Required task 1:
Count the lines in the records below that contain the word "photo", and reply with the number alone.

═════ Document passage ═════

Why is Iran getting involved in the Sudanese conflict?

The Sudanese army’s leader, Abdel Fattah al-Burhan, seeking Iran’s assistance raises fears of turning the Sudanese army’s allegiance towards a militia group similar to the “Popular Mobilization Forces” in Iraq, which operates internally and externally under Iran’s command, a source of funding and military support.

Arij El-Haj, a researcher in international relations and national security, stated in a report published by the Washington Institute that after a video surfaced showing elements of the Rapid Support Forces carrying debris from an Iranian-made drone, concerns arose about the return of the former Sudanese regime in its entirety to the Sudanese arena, along with its past allies who contributed to Sudan’s international isolation and inclusion on international sanctions lists for three decades.

Fears of turning the Sudanese army into a “popular mobilization” under Iran’s command, a source of military support, have been expressed.

Bloomberg reported that Iran is supplying the Sudanese army with shipments of Iranian weapons and “Mohajer 6” drones manufactured in Iran, demonstrating Iranian interest in Sudan. With Sudan’s maritime borders extending to approximately 670 kilometers, and by controlling Sudanese ports, Iran and its allies would gain a foothold in a strategically important trade route near Yemen, Saudi Arabia, and Israel.

The army relied on these new weapons in battles in Omdurman and Khartoum “in an attempt to change its strategy from defense to offense.”

In a speech delivered to officers and soldiers of the 11th Infantry Division in the city of Khashm al-Qirbah in eastern Sudan, al-Burhan called on the army and allied armed movements to carry out a wide-ranging attack against the Rapid Support Forces, aiming to expel them from all areas under their control.

In the context of political solutions and negotiations to end the war, al-Burhan emphasized in a speech in Kassala the necessity for these negotiations to take place within Sudan and not to be conducted by traveling to meet any external party, referring to an upcoming meeting with the head of the Civilian Democratic Forces Coordination “Forces of Freedom” Abdullah Hamdok.

He stated that the initiative of the Intergovernmental Authority on Development (IGAD) does not represent the will of the Sudanese people or interfere with Sudanese affairs. He said, “No external party will impose solutions on us.”

The Kizans

Does the Iranian regime militarily support al-Burhan?

With the ongoing war and no solution in sight, international interventions seeking their interests in Sudan have increased, betting on various factions to gain more influence in a country plagued by turmoil.

The dominance of the Islamic Movement axis “Kizan” has become evident, especially after the suspension of the Jeddah platform and the halt of negotiations to end the war, with Sudan rejecting the IGAD initiative, which it described as “biased towards the Rapid Support Forces and its leader, Lieutenant General Mohamed Hamdan Dagalo.”

Abdul Fattah al-Burhan, who has made the eastern part of the country his capital, specifically in Port Sudan overlooking the Red Sea, faces accusations of being supported by the group of the former regime of Omar al-Bashir and its Islamic leadership, alleging they are the mastermind behind the war.

This group, known as “Kizans,” still maintains relations with Iran, with its former leader Hassan al-Turabi being one of its loyalists.

═════ Extracted records ═════

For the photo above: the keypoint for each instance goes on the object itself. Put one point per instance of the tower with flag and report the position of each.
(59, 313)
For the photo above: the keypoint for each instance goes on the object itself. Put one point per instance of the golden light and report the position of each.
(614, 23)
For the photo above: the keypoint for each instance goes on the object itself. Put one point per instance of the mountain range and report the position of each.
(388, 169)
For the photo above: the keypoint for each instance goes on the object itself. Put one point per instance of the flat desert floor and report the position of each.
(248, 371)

═════
═════ Extracted records ═════

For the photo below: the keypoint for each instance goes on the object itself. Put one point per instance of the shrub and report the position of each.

═════

Required task 2:
Retype the passage above on Iran and the Sudanese conflict from "Bloomberg reported that" to "under their control.", word for word.

Task answer 1:
5

Task answer 2:
Bloomberg reported that Iran is supplying the Sudanese army with shipments of Iranian weapons and “Mohajer 6” drones manufactured in Iran, demonstrating Iranian interest in Sudan. With Sudan’s maritime borders extending to approximately 670 kilometers, and by controlling Sudanese ports, Iran and its allies would gain a foothold in a strategically important trade route near Yemen, Saudi Arabia, and Israel.

The army relied on these new weapons in battles in Omdurman and Khartoum “in an attempt to change its strategy from defense to offense.”

In a speech delivered to officers and soldiers of the 11th Infantry Division in the city of Khashm al-Qirbah in eastern Sudan, al-Burhan called on the army and allied armed movements to carry out a wide-ranging attack against the Rapid Support Forces, aiming to expel them from all areas under their control.